▸ **What is required**
Report how many lines of the entries below contain the word "green", and nothing more.

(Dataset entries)

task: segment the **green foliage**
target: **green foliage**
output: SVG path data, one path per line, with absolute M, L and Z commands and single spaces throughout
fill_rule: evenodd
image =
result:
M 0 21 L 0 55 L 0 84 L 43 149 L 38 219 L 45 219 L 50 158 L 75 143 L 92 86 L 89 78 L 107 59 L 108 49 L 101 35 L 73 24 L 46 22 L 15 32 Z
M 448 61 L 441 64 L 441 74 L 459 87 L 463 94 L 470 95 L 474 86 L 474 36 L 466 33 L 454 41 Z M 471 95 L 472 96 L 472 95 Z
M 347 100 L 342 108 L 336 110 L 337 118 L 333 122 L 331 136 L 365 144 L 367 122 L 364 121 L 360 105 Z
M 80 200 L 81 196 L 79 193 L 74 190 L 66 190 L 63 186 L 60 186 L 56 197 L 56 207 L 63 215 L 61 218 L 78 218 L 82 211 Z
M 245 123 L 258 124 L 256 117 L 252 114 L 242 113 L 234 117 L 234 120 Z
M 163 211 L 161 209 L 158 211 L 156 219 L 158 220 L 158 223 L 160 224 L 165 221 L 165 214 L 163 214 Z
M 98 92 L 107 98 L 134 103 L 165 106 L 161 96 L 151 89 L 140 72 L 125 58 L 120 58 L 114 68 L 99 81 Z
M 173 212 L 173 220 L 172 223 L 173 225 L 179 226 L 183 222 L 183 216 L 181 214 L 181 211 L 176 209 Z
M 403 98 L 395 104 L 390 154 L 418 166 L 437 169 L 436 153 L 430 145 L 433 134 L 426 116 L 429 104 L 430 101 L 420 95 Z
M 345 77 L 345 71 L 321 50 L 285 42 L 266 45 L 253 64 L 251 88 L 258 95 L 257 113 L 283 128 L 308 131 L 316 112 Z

▸ **Answer to this problem**
2